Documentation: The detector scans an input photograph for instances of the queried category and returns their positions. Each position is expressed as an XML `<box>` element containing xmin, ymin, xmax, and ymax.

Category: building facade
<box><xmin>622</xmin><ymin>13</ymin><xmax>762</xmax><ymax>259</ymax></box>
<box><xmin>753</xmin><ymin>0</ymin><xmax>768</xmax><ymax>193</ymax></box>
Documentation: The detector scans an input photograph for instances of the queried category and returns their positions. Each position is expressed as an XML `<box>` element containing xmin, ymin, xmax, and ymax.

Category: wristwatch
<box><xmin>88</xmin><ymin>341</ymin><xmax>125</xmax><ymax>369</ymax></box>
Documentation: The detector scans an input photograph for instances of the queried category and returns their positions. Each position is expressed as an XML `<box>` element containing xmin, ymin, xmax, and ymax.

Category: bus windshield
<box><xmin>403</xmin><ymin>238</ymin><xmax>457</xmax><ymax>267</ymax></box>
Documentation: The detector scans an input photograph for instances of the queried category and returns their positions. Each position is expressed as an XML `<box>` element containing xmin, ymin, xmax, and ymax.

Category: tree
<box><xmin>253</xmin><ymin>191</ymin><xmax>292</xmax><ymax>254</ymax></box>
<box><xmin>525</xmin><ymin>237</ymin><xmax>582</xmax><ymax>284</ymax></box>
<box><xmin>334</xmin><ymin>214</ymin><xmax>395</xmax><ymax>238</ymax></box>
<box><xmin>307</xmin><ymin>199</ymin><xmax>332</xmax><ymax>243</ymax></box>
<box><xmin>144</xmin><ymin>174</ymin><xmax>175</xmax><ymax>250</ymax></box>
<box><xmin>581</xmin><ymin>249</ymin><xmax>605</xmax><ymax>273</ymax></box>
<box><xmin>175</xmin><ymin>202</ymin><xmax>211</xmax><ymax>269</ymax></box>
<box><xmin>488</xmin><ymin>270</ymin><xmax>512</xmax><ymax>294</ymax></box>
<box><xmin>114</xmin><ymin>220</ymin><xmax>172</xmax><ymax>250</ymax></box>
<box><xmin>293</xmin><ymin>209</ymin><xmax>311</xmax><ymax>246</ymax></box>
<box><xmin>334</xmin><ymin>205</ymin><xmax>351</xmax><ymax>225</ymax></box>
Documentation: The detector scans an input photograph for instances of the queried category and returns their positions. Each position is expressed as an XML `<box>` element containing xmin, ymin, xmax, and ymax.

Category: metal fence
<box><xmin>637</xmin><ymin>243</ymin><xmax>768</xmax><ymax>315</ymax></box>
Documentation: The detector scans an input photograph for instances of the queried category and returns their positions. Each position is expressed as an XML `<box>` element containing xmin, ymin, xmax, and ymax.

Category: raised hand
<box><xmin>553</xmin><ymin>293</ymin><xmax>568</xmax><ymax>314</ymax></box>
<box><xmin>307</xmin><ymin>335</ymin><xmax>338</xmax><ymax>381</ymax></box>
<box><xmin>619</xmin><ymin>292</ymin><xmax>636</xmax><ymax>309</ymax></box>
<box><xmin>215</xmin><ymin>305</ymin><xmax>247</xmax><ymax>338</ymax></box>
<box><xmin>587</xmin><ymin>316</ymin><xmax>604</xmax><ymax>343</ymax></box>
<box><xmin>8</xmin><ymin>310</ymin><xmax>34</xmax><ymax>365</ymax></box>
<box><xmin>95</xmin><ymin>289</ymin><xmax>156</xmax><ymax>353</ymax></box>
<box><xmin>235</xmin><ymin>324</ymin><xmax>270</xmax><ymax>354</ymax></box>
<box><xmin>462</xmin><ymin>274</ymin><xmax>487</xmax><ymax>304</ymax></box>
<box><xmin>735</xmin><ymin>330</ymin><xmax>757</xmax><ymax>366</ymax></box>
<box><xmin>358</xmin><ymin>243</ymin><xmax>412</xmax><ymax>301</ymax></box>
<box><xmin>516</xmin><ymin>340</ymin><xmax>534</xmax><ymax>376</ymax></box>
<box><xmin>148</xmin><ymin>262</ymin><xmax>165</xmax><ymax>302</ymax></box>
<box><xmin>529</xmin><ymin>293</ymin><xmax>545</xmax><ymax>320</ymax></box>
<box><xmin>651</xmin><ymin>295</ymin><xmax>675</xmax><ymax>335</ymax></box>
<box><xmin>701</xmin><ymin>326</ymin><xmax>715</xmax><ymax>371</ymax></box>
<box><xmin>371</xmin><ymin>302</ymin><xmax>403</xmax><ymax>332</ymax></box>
────────
## To do
Only the lines from the one that holds "Category: metal fence" through the end of the records should appear in the answer, each restated exactly.

## Task solution
Category: metal fence
<box><xmin>637</xmin><ymin>243</ymin><xmax>768</xmax><ymax>315</ymax></box>
Documentation: The detector scans an input photograph for instances of the queried category and returns their positions. Each position is expressed as an XML `<box>` element containing xmin, ymin, xmax, and ymax.

Category: raised hand
<box><xmin>553</xmin><ymin>293</ymin><xmax>568</xmax><ymax>314</ymax></box>
<box><xmin>307</xmin><ymin>335</ymin><xmax>338</xmax><ymax>381</ymax></box>
<box><xmin>619</xmin><ymin>292</ymin><xmax>636</xmax><ymax>309</ymax></box>
<box><xmin>215</xmin><ymin>305</ymin><xmax>247</xmax><ymax>338</ymax></box>
<box><xmin>587</xmin><ymin>316</ymin><xmax>604</xmax><ymax>343</ymax></box>
<box><xmin>8</xmin><ymin>310</ymin><xmax>34</xmax><ymax>365</ymax></box>
<box><xmin>95</xmin><ymin>289</ymin><xmax>156</xmax><ymax>353</ymax></box>
<box><xmin>235</xmin><ymin>324</ymin><xmax>270</xmax><ymax>354</ymax></box>
<box><xmin>462</xmin><ymin>274</ymin><xmax>487</xmax><ymax>304</ymax></box>
<box><xmin>735</xmin><ymin>330</ymin><xmax>757</xmax><ymax>366</ymax></box>
<box><xmin>358</xmin><ymin>243</ymin><xmax>412</xmax><ymax>301</ymax></box>
<box><xmin>516</xmin><ymin>340</ymin><xmax>534</xmax><ymax>376</ymax></box>
<box><xmin>148</xmin><ymin>262</ymin><xmax>165</xmax><ymax>302</ymax></box>
<box><xmin>529</xmin><ymin>293</ymin><xmax>545</xmax><ymax>320</ymax></box>
<box><xmin>651</xmin><ymin>295</ymin><xmax>675</xmax><ymax>335</ymax></box>
<box><xmin>701</xmin><ymin>326</ymin><xmax>715</xmax><ymax>371</ymax></box>
<box><xmin>371</xmin><ymin>302</ymin><xmax>403</xmax><ymax>332</ymax></box>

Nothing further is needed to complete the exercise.